[Rows from a box labeling dataset]
— Start —

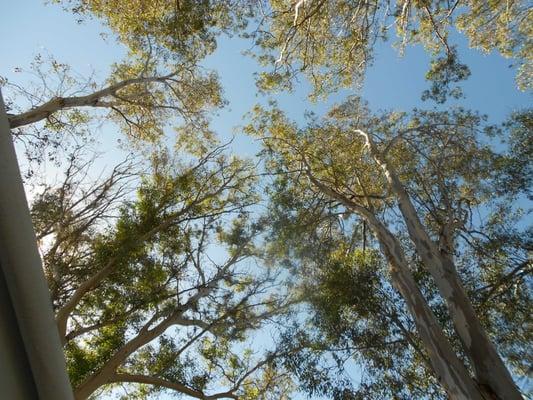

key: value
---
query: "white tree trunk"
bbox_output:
[359,131,522,400]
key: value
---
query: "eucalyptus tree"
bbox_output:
[248,99,531,399]
[31,146,292,399]
[250,0,533,97]
[0,1,255,159]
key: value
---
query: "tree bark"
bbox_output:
[307,170,484,400]
[359,131,522,400]
[8,74,174,129]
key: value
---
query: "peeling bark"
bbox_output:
[358,131,522,400]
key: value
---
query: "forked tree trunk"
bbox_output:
[362,133,522,400]
[370,217,484,400]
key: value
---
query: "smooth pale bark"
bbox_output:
[307,170,484,400]
[8,74,174,129]
[74,282,217,400]
[110,373,238,400]
[357,131,522,400]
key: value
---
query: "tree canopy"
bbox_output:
[0,0,533,400]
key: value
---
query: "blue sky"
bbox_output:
[0,0,531,400]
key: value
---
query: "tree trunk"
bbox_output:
[369,222,484,400]
[364,134,522,400]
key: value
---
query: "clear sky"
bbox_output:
[0,0,531,400]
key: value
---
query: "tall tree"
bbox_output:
[250,99,531,399]
[31,146,291,399]
[252,0,533,97]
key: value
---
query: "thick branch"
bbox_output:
[8,74,174,129]
[109,373,238,400]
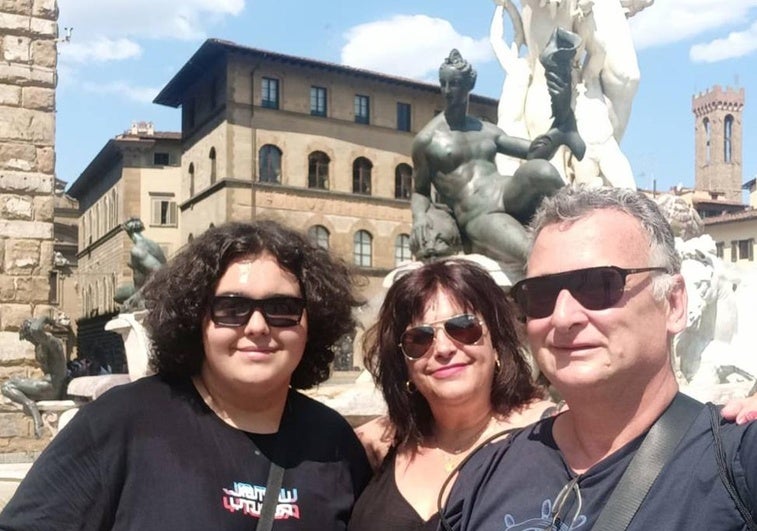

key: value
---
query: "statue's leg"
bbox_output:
[502,159,565,225]
[465,212,528,269]
[0,378,44,439]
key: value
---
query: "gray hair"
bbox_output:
[529,186,681,299]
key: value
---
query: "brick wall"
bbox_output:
[0,0,58,451]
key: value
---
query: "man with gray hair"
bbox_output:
[445,188,757,531]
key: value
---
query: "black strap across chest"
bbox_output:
[592,393,704,531]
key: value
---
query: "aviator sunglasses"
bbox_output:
[399,313,484,360]
[210,295,305,327]
[510,266,667,319]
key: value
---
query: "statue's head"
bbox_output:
[18,319,32,341]
[439,49,476,92]
[123,217,145,234]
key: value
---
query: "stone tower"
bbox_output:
[0,0,58,452]
[691,85,744,203]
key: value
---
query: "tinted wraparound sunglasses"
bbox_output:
[399,313,484,360]
[510,266,667,319]
[210,295,305,327]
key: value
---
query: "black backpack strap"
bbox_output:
[707,404,757,531]
[591,393,704,531]
[255,461,284,531]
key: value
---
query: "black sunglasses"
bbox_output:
[399,313,484,360]
[210,295,305,327]
[510,266,667,319]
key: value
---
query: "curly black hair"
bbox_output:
[363,259,544,445]
[142,220,362,389]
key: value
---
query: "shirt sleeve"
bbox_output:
[0,407,114,531]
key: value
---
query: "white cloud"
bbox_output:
[342,15,493,81]
[58,0,245,46]
[631,0,757,53]
[58,37,142,63]
[81,81,160,103]
[689,22,757,63]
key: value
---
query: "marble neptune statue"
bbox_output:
[490,0,654,188]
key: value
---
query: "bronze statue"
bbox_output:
[0,317,66,438]
[115,217,166,312]
[411,30,585,272]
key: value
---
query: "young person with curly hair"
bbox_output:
[0,221,371,531]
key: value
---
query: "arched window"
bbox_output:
[352,157,373,195]
[103,195,111,232]
[208,147,216,184]
[394,163,413,199]
[189,162,195,197]
[723,114,733,162]
[394,234,412,266]
[258,144,281,183]
[110,188,118,227]
[92,201,103,239]
[353,230,373,267]
[308,225,331,249]
[308,151,331,190]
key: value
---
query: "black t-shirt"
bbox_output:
[0,376,371,531]
[348,447,439,531]
[445,408,757,531]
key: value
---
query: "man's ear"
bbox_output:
[667,273,689,334]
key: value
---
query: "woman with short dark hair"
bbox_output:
[350,260,551,531]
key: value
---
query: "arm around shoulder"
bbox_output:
[355,416,394,472]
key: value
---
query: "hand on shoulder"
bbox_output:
[355,415,394,471]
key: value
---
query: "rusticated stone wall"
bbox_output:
[0,0,58,453]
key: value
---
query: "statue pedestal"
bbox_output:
[105,310,152,381]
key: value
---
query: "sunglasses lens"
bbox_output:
[444,314,484,345]
[210,296,305,327]
[210,297,252,326]
[511,267,625,319]
[400,314,484,360]
[400,326,434,360]
[576,267,625,310]
[260,297,305,326]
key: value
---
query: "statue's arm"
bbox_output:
[495,130,531,159]
[0,410,113,529]
[410,137,432,218]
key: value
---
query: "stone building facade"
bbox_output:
[68,122,181,372]
[691,85,744,203]
[0,0,58,452]
[155,39,497,308]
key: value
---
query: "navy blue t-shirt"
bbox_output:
[444,408,757,531]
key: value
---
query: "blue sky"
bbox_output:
[56,0,757,196]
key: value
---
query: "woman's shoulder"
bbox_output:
[355,415,394,470]
[497,399,556,429]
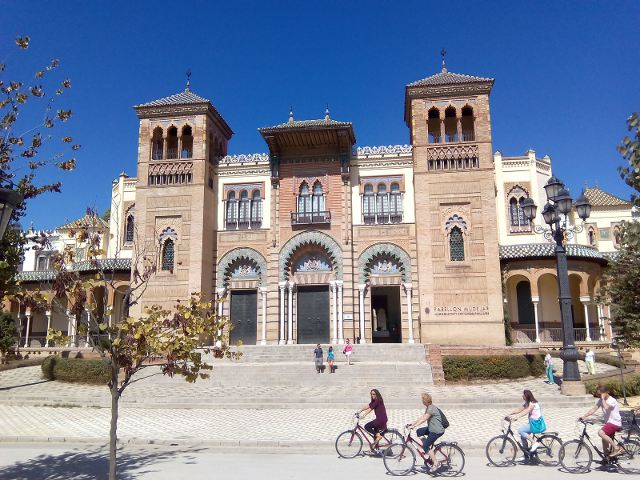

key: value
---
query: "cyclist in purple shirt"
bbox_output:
[357,388,387,449]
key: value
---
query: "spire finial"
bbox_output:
[184,68,191,92]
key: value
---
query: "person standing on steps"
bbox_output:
[356,388,388,452]
[313,344,324,373]
[327,347,335,373]
[342,338,353,365]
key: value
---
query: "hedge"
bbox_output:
[442,355,545,382]
[42,356,111,385]
[584,374,640,398]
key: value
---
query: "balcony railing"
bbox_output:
[291,211,331,225]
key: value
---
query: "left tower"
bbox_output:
[132,85,233,314]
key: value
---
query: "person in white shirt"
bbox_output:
[580,385,622,456]
[584,348,596,375]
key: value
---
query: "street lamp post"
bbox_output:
[0,187,24,240]
[522,176,591,394]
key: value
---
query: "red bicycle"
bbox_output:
[336,413,402,458]
[382,425,464,477]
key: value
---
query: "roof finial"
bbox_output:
[184,68,191,92]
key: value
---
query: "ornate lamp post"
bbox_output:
[0,187,24,239]
[522,176,591,394]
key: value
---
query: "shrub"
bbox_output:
[42,356,111,385]
[585,374,640,398]
[442,355,544,382]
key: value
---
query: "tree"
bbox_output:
[601,113,640,347]
[39,210,240,480]
[0,37,80,300]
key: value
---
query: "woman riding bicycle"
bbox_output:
[409,393,445,471]
[356,388,387,450]
[507,390,547,453]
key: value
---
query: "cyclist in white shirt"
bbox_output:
[580,385,622,456]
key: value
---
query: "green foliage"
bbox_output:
[0,312,18,357]
[41,356,111,385]
[442,355,544,382]
[585,374,640,398]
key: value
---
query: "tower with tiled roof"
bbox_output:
[404,54,504,345]
[129,82,233,314]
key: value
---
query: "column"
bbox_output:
[278,282,287,345]
[336,280,344,343]
[580,297,591,342]
[24,308,31,348]
[354,283,367,343]
[258,287,267,345]
[44,310,51,347]
[287,282,293,345]
[404,283,415,343]
[531,297,540,343]
[329,280,338,343]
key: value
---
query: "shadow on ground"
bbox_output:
[0,446,205,480]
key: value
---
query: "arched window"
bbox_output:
[444,107,458,143]
[124,215,135,243]
[449,226,464,262]
[362,183,376,225]
[376,183,389,223]
[427,107,441,143]
[151,127,164,160]
[180,125,193,158]
[251,190,262,228]
[238,190,251,228]
[162,238,174,272]
[389,182,402,223]
[225,192,238,229]
[167,126,178,159]
[460,105,476,142]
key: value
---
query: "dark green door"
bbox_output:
[297,285,331,343]
[229,290,258,345]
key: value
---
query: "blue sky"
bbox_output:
[0,0,640,228]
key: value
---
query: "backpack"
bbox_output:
[438,408,449,428]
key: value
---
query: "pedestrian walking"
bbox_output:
[313,344,324,373]
[327,347,335,373]
[342,338,353,365]
[544,353,556,385]
[584,348,596,375]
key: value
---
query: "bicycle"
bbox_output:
[485,417,562,467]
[382,425,465,477]
[336,413,402,458]
[560,419,640,474]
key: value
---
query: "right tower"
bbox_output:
[405,61,505,345]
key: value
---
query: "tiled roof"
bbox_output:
[133,90,210,108]
[407,69,494,87]
[584,187,631,207]
[16,258,131,282]
[258,119,351,132]
[500,243,606,260]
[57,214,109,230]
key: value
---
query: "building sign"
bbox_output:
[433,305,489,315]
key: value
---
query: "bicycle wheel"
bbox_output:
[536,435,562,467]
[485,435,518,467]
[560,440,593,473]
[382,442,416,476]
[336,430,362,458]
[433,443,464,477]
[618,440,640,474]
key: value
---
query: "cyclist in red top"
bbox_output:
[357,388,387,449]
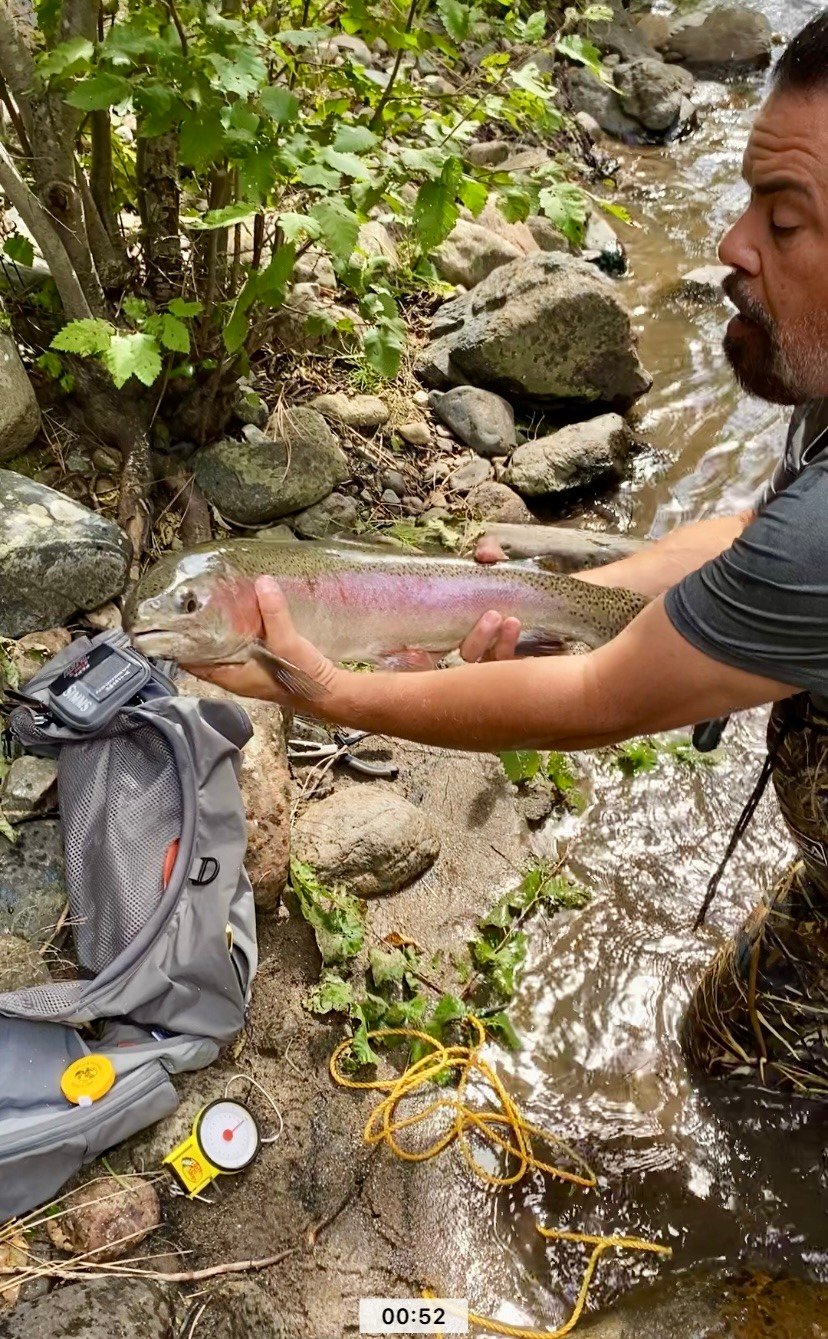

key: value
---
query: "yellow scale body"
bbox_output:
[163,1098,261,1196]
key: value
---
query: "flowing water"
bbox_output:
[493,0,828,1339]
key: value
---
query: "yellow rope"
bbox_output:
[330,1018,673,1339]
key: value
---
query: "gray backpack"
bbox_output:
[0,633,257,1223]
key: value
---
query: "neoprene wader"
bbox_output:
[682,694,828,1095]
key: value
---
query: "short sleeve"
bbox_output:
[666,461,828,696]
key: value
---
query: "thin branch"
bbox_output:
[0,139,92,321]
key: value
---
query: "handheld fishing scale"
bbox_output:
[163,1097,261,1196]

— End —

Recast the lines above as a numbered list, running from the very first line up to and including the line with "[109,373,238,400]". Skip blank lines and leave the pictures out.

1. key: value
2. ---
3. query: "white tree trunk"
4. bbox_output:
5. [359,131,522,400]
6. key: value
7. ---
8. query: "eucalyptus tree"
9. bbox_output:
10. [248,99,531,399]
11. [31,146,292,399]
12. [250,0,533,97]
13. [0,1,255,159]
14. key: value
15. ---
16. query: "tree bark"
17. bbox_output:
18. [307,170,484,400]
19. [359,131,522,400]
20. [8,74,174,129]
21. key: value
22. ---
23. query: "peeling bark"
24. bbox_output:
25. [358,131,522,400]
26. key: value
27. ---
28. query: "forked tree trunk"
29. bbox_output:
30. [362,133,522,400]
31. [370,217,484,400]
32. key: value
33. ---
34. query: "smooth pale bark"
35. bbox_output:
36. [307,170,484,400]
37. [8,74,174,129]
38. [74,282,217,400]
39. [110,373,238,400]
40. [357,131,522,400]
41. key: value
42. ---
43. query: "tree canopy"
44. bbox_output:
45. [0,0,533,400]
46. key: value
47. ---
48. query: "blue sky"
49. bbox_output:
50. [0,0,531,400]
51. key: value
52. ---
53. query: "tree trunk"
54. bbox_output:
55. [369,222,484,400]
56. [364,134,522,400]
57. key: value
58. ---
59. query: "clear sky"
60. bbox_output:
61. [0,0,531,400]
62. key: value
63. ---
64. query: "tall tree"
65. bbox_output:
66. [250,99,531,399]
67. [31,146,291,399]
68. [252,0,533,97]
69. key: value
70. ---
71. query: "thick branch"
72. bbox_output:
73. [8,74,174,129]
74. [109,373,238,400]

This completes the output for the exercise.